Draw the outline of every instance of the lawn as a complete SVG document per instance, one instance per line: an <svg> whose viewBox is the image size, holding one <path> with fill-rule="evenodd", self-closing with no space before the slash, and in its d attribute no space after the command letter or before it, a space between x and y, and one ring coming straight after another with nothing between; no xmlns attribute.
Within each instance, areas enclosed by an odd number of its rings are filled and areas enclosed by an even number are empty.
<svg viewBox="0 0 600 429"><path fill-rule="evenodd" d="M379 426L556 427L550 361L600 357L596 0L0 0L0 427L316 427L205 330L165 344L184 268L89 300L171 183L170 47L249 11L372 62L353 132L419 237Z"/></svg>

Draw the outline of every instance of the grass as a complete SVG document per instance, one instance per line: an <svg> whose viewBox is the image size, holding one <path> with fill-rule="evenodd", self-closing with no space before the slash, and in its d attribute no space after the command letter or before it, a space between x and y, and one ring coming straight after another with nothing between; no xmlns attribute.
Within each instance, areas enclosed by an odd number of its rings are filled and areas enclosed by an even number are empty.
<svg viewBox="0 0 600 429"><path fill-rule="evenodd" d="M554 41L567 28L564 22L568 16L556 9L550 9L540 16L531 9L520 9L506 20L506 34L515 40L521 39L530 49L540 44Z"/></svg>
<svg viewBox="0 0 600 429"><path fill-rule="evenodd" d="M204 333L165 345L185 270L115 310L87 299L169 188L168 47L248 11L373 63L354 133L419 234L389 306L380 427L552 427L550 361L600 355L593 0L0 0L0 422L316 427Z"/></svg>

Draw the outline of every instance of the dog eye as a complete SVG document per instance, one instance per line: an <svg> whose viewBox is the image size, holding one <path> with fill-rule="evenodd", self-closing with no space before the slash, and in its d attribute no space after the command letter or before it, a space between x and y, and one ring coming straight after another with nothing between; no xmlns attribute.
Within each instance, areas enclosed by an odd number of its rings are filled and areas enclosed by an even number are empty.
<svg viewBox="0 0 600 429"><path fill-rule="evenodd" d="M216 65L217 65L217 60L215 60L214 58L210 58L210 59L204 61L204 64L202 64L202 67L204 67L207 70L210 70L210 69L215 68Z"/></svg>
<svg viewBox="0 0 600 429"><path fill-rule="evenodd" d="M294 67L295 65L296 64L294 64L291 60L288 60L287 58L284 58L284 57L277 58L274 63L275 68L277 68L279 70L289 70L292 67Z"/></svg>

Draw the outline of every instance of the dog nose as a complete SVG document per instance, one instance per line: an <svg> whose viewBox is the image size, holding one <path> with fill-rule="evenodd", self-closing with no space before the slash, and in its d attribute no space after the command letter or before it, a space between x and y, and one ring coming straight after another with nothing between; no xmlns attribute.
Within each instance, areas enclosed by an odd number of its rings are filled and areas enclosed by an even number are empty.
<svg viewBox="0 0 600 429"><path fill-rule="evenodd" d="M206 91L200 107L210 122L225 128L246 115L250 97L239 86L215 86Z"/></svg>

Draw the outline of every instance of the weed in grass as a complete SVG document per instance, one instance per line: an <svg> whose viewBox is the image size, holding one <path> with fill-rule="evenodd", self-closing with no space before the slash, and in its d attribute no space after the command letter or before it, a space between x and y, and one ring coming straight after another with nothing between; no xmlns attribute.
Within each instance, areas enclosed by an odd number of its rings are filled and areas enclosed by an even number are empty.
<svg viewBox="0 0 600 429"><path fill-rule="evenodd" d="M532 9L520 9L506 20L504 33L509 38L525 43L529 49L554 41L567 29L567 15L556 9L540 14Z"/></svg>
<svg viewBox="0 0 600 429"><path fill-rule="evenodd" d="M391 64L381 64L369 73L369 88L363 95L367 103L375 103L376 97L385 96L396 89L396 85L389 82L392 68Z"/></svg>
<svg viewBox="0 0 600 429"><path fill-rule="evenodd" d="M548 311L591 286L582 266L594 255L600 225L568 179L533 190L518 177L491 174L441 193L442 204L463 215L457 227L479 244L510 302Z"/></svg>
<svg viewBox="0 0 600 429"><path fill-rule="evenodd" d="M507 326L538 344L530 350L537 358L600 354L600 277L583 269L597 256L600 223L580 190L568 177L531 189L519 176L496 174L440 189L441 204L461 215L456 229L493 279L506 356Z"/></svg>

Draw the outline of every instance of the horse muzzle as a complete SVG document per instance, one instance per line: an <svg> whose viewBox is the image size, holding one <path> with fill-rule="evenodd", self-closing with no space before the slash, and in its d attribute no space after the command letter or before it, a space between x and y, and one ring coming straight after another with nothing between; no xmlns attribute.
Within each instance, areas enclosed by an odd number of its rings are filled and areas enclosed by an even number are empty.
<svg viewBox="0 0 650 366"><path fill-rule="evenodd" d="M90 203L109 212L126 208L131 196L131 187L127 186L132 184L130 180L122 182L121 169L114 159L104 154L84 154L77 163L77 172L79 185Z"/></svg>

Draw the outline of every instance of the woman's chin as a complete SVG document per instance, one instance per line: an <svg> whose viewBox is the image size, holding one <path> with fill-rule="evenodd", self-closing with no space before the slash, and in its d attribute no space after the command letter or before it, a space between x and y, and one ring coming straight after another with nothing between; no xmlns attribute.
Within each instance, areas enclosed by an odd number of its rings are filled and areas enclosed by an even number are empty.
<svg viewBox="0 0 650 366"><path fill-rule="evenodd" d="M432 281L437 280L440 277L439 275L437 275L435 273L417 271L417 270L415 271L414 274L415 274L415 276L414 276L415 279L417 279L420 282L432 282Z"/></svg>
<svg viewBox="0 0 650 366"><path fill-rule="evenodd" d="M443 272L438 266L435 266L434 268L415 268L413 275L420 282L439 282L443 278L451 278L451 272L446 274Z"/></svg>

------------------------------------------------

**Work instruction**. Would you print each line of the material exactly?

**Solution to the problem**.
Draw the outline of every instance of the lawn as a complete SVG document per instance, one instance per line: an <svg> whose viewBox is the image size, holding one <path> with fill-rule="evenodd", self-closing with no space before the slash, and in its d attribute no space after the command letter or before it, a space between x and y, and one ring coming straight after another with nothing between; no xmlns attribute.
Within each instance, areas enclosed by an odd number of its rings are filled and areas enclosed by an even number are empty.
<svg viewBox="0 0 600 429"><path fill-rule="evenodd" d="M379 426L556 427L550 361L600 357L596 0L0 0L0 427L316 427L205 330L165 344L184 268L89 300L171 183L170 47L249 11L372 62L353 132L419 237Z"/></svg>

Draw the outline of every instance of the grass as a complete SVG document per instance, one instance per line: an <svg> whose viewBox is the image size, holding one <path> with fill-rule="evenodd", self-closing with no space before the slash, and in its d attribute no space after the command letter or before it, a space between x and y, and one ring coming straight after another with nothing between; no xmlns attribute.
Within each instance, areas enclosed by an odd number of its rings are filled and areas enclosed by an even number are empty.
<svg viewBox="0 0 600 429"><path fill-rule="evenodd" d="M554 41L567 28L564 22L568 16L556 9L550 9L540 16L531 9L520 9L506 20L506 34L515 40L521 39L530 49L540 44Z"/></svg>
<svg viewBox="0 0 600 429"><path fill-rule="evenodd" d="M204 333L165 345L185 270L115 310L87 299L169 188L168 47L248 11L373 63L354 133L419 234L389 306L380 427L552 427L550 361L600 355L593 0L0 0L0 422L316 427Z"/></svg>

Draw the outline of every instance of the dog eye as a complete SVG document per instance, one instance per line: an <svg> whose viewBox is the image size, holding one <path> with fill-rule="evenodd", self-closing with no space before the slash, and in its d attribute no space after the command letter or before it, a space between x and y, and one ring coming straight after another with nothing between; no xmlns attribute.
Within each instance, areas enclosed by an odd number of its rings are filled and areas enclosed by an even number are empty.
<svg viewBox="0 0 600 429"><path fill-rule="evenodd" d="M216 65L217 65L217 60L215 60L214 58L210 58L210 59L204 61L204 64L202 64L202 67L204 67L207 70L210 70L210 69L215 68Z"/></svg>
<svg viewBox="0 0 600 429"><path fill-rule="evenodd" d="M294 67L295 65L296 64L294 64L291 60L288 60L287 58L284 58L284 57L277 58L274 63L275 68L277 68L279 70L289 70L292 67Z"/></svg>

Draw the outline of every instance of the dog nose as a complete SVG document per instance, one instance per line: an <svg> whose viewBox is the image size, holding one <path> with fill-rule="evenodd", self-closing with no space before the slash, and in its d attribute no space after the command letter or before it, a space between x and y, and one ring coming straight after another with nothing between; no xmlns attribute.
Within each instance, areas enclosed by an odd number of its rings are filled and areas enclosed by an even number are empty.
<svg viewBox="0 0 600 429"><path fill-rule="evenodd" d="M206 91L200 107L210 122L225 128L246 115L250 97L239 86L215 86Z"/></svg>

Draw the outline of every instance of the weed in grass as a complete SVG document per instance, one instance per line: an <svg> whose viewBox is the image size, holding one <path> with fill-rule="evenodd", self-closing with no space before the slash, and in its d attribute no space after the command letter or before it, a space between x and y, and one ring coming straight after another with nothing between; no xmlns attribute.
Within each instance, areas enclosed by an odd number of its rings are filled and areas enclosed by an even number are empty.
<svg viewBox="0 0 600 429"><path fill-rule="evenodd" d="M532 9L520 9L506 20L504 33L509 38L525 43L529 49L554 41L567 29L567 15L556 9L540 14Z"/></svg>
<svg viewBox="0 0 600 429"><path fill-rule="evenodd" d="M391 64L381 64L369 73L369 88L363 95L367 103L375 103L376 97L385 96L396 89L396 85L389 82L392 68Z"/></svg>
<svg viewBox="0 0 600 429"><path fill-rule="evenodd" d="M548 311L591 286L582 266L594 255L600 225L568 179L533 190L518 177L491 174L441 193L442 204L463 215L457 227L479 244L510 302Z"/></svg>
<svg viewBox="0 0 600 429"><path fill-rule="evenodd" d="M507 326L538 344L530 350L537 358L600 354L600 277L583 269L597 256L600 223L580 190L568 177L531 189L519 176L496 174L440 189L441 204L461 215L456 229L493 279L506 356Z"/></svg>

Draw the outline of every instance of the horse muzzle as a complete SVG document per instance, one instance per line: an <svg> whose viewBox is the image size, holding one <path> with fill-rule="evenodd", self-closing with no space before the slash, and in its d attribute no space after the command letter or before it, a space between x and y, and one ring coming straight after another with nothing between; no xmlns attribute.
Within each instance, areas enclosed by an odd number of its rings are filled and areas enclosed by an even number are empty.
<svg viewBox="0 0 650 366"><path fill-rule="evenodd" d="M90 203L109 212L126 208L131 196L131 187L127 186L132 184L130 180L122 182L121 169L114 159L104 154L84 154L77 163L77 172L79 185Z"/></svg>

Draw the outline of every instance of the woman's chin as a complete SVG document per instance, one instance per line: an <svg> whose viewBox is the image size, holding one <path> with fill-rule="evenodd", self-closing with no space before the slash, and in its d attribute no space after the command letter or before it, a space between x and y, and one ring coming straight after another with nothing between; no xmlns attribute.
Within each instance, areas enclosed by an odd number of its rings are filled and areas enclosed by an even number are empty.
<svg viewBox="0 0 650 366"><path fill-rule="evenodd" d="M432 281L437 280L440 277L439 275L437 275L435 273L417 271L417 270L415 271L414 274L415 274L415 276L414 276L415 279L417 279L420 282L432 282Z"/></svg>
<svg viewBox="0 0 650 366"><path fill-rule="evenodd" d="M443 272L438 266L435 266L434 268L415 268L413 275L420 282L439 282L443 278L451 278L451 272L446 274Z"/></svg>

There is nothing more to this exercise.